WHAT YOU WILL DO. Collect every line in the listing below that contains the word "white", and copy each one in full. Treat case as significant.

RECORDS PROVIDED.

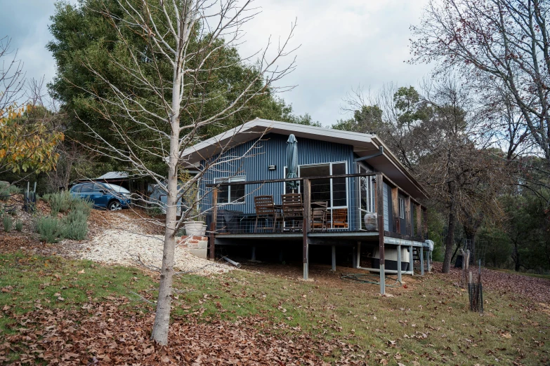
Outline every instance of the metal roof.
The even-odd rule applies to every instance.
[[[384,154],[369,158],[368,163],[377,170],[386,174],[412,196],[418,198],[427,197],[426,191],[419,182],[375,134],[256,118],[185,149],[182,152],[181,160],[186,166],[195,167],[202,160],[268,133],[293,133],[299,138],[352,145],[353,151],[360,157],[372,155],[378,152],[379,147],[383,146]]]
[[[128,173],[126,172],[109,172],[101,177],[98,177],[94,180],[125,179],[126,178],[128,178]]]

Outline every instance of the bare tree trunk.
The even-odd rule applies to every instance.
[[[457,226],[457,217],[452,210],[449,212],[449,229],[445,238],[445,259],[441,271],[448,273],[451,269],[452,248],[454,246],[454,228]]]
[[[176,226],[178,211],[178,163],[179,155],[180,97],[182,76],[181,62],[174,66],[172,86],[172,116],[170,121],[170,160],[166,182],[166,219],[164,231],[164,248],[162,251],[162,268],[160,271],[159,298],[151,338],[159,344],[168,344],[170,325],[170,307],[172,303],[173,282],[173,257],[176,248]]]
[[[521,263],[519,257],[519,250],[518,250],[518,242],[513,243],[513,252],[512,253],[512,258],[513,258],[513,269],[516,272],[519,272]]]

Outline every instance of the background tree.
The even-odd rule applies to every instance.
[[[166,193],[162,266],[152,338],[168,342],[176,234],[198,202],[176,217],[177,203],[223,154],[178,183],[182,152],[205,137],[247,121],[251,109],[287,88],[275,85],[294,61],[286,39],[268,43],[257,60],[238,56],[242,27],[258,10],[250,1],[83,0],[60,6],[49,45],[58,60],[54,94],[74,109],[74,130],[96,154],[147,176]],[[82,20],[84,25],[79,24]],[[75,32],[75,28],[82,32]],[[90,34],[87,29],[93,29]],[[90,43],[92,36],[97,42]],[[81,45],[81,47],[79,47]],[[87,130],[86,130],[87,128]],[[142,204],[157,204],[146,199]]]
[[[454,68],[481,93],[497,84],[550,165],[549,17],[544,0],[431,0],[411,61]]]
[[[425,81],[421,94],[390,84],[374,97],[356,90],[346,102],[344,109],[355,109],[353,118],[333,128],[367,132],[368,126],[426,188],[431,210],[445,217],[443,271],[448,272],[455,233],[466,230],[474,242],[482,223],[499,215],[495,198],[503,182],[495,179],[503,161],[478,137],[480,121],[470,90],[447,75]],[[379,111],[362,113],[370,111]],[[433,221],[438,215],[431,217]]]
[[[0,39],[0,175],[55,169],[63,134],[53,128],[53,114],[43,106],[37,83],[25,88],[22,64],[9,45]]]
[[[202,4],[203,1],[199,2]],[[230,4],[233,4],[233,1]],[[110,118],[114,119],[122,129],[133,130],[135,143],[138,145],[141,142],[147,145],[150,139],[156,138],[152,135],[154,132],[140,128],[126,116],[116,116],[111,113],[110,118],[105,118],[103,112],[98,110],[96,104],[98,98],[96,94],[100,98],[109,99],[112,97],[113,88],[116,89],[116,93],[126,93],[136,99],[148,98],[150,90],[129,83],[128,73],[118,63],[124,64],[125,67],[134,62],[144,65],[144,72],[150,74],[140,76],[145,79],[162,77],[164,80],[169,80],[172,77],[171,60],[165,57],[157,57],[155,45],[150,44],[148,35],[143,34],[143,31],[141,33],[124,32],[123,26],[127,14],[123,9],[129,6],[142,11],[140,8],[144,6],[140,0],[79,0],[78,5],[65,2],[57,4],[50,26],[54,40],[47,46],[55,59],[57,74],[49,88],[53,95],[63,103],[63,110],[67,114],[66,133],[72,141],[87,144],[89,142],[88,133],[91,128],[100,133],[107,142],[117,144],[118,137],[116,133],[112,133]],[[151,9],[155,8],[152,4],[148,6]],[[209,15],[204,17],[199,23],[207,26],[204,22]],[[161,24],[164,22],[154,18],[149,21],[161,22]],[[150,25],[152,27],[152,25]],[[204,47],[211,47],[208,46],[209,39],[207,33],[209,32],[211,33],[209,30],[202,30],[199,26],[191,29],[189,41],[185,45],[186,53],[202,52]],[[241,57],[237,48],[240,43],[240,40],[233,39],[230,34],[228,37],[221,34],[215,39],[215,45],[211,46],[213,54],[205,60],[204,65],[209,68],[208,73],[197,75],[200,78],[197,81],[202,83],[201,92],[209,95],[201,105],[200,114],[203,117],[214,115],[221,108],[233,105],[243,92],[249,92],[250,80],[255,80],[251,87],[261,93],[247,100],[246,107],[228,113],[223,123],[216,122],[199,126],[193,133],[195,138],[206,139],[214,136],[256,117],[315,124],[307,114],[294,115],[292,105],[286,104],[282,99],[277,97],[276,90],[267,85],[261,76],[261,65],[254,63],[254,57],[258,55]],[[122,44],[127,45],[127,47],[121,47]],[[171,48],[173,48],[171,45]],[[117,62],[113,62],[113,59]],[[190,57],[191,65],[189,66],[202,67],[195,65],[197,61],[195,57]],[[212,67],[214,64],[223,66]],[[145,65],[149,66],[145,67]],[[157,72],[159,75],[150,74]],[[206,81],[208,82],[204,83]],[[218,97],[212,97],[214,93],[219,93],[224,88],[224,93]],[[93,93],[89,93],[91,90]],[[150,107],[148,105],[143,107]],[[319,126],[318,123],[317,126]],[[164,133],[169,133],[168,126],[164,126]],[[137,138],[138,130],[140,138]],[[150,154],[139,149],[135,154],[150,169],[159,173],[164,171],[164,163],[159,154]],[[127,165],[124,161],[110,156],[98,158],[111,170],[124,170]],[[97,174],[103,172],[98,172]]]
==
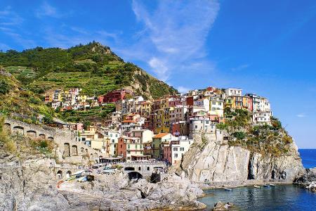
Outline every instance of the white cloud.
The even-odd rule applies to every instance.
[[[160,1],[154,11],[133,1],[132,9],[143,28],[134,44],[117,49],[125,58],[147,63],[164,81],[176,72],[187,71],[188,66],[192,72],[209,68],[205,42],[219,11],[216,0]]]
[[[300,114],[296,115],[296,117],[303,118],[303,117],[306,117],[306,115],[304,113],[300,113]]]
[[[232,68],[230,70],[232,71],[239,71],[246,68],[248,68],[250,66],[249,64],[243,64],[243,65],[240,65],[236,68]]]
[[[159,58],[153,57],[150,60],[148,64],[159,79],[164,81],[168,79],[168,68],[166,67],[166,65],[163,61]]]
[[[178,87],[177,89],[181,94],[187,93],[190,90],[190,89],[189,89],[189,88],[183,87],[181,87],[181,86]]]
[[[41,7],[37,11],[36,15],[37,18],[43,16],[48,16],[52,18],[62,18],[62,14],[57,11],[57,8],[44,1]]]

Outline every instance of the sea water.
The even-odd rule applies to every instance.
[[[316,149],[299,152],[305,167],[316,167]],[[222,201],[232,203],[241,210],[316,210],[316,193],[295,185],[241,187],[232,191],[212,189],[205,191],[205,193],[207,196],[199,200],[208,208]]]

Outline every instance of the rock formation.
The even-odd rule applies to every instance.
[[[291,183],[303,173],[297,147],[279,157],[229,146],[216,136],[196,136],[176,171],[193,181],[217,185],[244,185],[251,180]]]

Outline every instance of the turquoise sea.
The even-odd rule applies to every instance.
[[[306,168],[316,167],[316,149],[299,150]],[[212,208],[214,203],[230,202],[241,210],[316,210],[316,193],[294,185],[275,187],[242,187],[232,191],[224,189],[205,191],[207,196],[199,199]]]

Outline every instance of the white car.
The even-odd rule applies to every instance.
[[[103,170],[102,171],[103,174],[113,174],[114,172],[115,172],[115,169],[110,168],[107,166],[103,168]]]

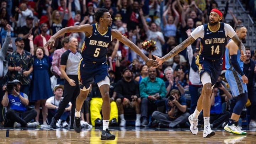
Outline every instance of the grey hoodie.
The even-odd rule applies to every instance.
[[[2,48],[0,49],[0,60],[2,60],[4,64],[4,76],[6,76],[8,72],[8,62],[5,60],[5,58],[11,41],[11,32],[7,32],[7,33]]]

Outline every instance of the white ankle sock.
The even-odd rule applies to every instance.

EXPECTED ANSWER.
Outline every instance of the white cloud.
Outline every instance of the white car.
Outline every instance of the white ankle sock.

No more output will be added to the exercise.